→ **Task inputs**

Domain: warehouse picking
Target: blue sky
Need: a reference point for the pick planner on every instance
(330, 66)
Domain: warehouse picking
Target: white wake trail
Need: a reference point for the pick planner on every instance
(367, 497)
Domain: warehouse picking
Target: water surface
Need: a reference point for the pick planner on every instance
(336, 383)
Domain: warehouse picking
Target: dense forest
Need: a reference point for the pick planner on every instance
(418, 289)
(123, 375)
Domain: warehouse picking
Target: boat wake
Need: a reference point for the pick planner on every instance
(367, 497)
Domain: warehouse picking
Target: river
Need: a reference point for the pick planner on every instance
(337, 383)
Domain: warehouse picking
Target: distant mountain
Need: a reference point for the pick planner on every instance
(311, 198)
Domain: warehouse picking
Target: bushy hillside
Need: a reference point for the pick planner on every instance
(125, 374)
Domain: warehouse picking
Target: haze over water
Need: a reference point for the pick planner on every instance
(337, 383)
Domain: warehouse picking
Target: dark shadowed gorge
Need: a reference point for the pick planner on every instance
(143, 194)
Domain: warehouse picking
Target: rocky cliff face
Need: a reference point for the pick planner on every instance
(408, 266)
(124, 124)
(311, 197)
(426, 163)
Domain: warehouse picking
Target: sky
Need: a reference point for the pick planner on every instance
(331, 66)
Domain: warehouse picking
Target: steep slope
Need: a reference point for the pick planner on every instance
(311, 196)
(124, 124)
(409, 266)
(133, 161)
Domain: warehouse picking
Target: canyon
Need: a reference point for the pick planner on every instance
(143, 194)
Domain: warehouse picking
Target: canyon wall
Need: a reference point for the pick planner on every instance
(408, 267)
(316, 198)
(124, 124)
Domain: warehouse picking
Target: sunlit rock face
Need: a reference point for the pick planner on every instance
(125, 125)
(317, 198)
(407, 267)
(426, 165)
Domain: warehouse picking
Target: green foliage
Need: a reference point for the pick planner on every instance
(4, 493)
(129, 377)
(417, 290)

→ **Aim**
Change every "pick planner" in the records above to "grasp planner", and reproduce all the records with nothing else altered.

→ **Output**
Domain: warehouse picking
Target: blue sky
Need: a reference point for the grasp planner on every instance
(330, 66)
Domain: warehouse picking
Target: white wake trail
Need: a reference point for the grasp planner on every instance
(367, 497)
Domain: warehouse picking
Target: water surface
Need: a reference point for the grasp planner on every instance
(336, 383)
Domain: warehouse picking
Target: dense forest
Need: a reference point for the grasp planner on every instance
(418, 289)
(123, 375)
Domain: warehouse picking
Target: boat wake
Need: a reference point for the grasp planner on every instance
(367, 497)
Domain: warehouse picking
Target: river
Need: a reference point for the grasp planner on every instance
(337, 383)
Domain: warehouse picking
Target: distant mountain
Need: a reference point for the grasp planner on every instance
(311, 198)
Domain: warehouse picking
Target: bushy hillside
Need: a reference point for the grasp planner on every instance
(125, 374)
Domain: warehouse picking
Target: haze over water
Need: a reference point for the grasp planner on every instance
(337, 383)
Domain: warehouse picking
Target: dark shadowed gorge
Need: a reference point for the grasp planner on every instance
(143, 194)
Domain: warehouse picking
Target: rocky cliff face
Need: a reference point for the grasp planner on every instance
(408, 266)
(124, 124)
(311, 197)
(426, 163)
Domain: warehouse picking
Target: sky
Need: a reference point for the grasp planner on every instance
(331, 66)
Domain: warehouse picking
Target: steep slope
Need: a reference point for the grasp planner on every instance
(311, 196)
(124, 124)
(409, 266)
(133, 161)
Domain: warehouse picking
Target: canyon
Need: a reference point for the grasp planner on every instance
(143, 194)
Domain: warehouse picking
Target: canyon wall
Need: a reference point for the grasp planner on every instance
(408, 267)
(316, 198)
(124, 124)
Domain: warehouse picking
Target: sunlit rock face
Need: a reference point for the grasp planner on every instance
(125, 125)
(317, 198)
(407, 267)
(426, 165)
Domain: warehouse picking
Target: green foliage
Need: a reference point for the grasp planner on every instance
(4, 493)
(129, 377)
(417, 290)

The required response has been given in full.